# 節選內容:
══════════════════════════════

得到i-->j的收益等於=1/2(bi(bj/aj)-bj*(bi/ai))

發現是一個f(x)g(y)-f(y)g(x)的形式

因此,這個收益等價於(bi,bi/ai),(bj,bj/aj),(0,0)三點圍成的有向三角形的面積

最大的收益顯然等價於這n個點的凸包的面積


#include<iostream>
#include<cctype>
#include<cstdio>
#include<cstring>
#include<string>
#include<cmath>
#include<cstdlib>
#include<algorithm>
#define N 220000
#define eps 1e-7
#define inf 1e9+7
#define ll long long
using namespace std;
inline int read()
{
    char ch=0;
    int x=0,flag=1;
    while(!isdigit(ch)){ch=getchar();if(ch=='-')flag=-1;}
    while(isdigit(ch)){x=(x<<3)+(x<<1)+ch-'0';ch=getchar();}
    return x*flag;
}
int dcmp(double x)
{
    if(fabs(x)<=eps)return 0;
    return x>0?+1:-1;
}
struct Point
{
    double x,y;
}p[N];
typedef Point Vector;
Vector operator+(Vector a,Vector b){return (Vector){a.x+b.x,a.y+b.y};}
Vector operator-(Vector a,Vector b){return (Vector){a.x-b.x,a.y-b.y};}
Vector operator*(Vector a,double k){return (Vector){a.x*k,a.y*k};}
Vector operator/(Vector a,double k){return (Vector){a.x/k,a.y/k};}
double Dot(Vector a,Vector b)
{
    return a.x*b.x+a.y*b.y;
}
double Cross(Vector a,Vector b)
{
    return a.x*b.y-a.y*b.x;
}
bool cmp(Point a,Point b)
{
    if(a.x!=b.x)return a.x<b.x;
    else return a.y<b.y;
}
struct Monotonous_Queue
{
    int L,R;
    Point Q[N];
    void clear()

══════════════════════════════

# 任務說明:
從這段凸包面積解法節選停下的地方接續寫下去。 資料區的各個項目與此無關。

══════════════════════════════

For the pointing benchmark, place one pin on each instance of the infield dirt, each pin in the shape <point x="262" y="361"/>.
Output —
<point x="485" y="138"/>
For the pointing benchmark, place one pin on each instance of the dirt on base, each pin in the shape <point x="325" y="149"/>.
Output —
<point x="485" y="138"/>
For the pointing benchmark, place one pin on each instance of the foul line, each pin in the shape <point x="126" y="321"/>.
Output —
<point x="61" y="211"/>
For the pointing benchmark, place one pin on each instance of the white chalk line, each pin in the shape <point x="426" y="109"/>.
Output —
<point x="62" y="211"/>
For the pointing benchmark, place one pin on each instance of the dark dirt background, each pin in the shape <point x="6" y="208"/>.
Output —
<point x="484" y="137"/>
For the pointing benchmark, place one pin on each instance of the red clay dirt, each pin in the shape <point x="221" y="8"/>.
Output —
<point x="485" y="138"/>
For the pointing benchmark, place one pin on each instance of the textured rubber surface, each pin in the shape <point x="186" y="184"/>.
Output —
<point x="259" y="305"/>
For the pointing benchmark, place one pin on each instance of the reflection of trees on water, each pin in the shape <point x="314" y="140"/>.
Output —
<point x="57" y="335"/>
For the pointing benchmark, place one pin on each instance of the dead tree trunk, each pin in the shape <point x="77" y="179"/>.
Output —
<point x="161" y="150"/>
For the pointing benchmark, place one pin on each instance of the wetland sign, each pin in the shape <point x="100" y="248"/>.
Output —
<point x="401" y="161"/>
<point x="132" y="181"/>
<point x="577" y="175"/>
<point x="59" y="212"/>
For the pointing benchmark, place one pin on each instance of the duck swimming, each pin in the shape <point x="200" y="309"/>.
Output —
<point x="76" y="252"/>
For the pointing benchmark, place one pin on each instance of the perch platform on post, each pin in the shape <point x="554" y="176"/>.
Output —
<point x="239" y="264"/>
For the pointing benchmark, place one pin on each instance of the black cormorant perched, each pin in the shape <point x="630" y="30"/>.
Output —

══════════════════════════════

# 輸出結果:
    {
        L=1;R=0;
        memset(Q,0,sizeof(Q));
    }
    void push(Point o,int flag)
    {
        while(L<=R && (L!=R&&dcmp(Cross(o-Q[R-1],Q[R]-Q[R-1])*flag)<=0))R--;
        Q[++R]=o;
    }
    double query()
    {
        double ans=0;       
        for(int i=L;i<R;i++)ans+=0.5*fabs(Cross(Q[i],Q[i+1]));
        return ans;
    }
}q;
int a[N],b[N];
int main()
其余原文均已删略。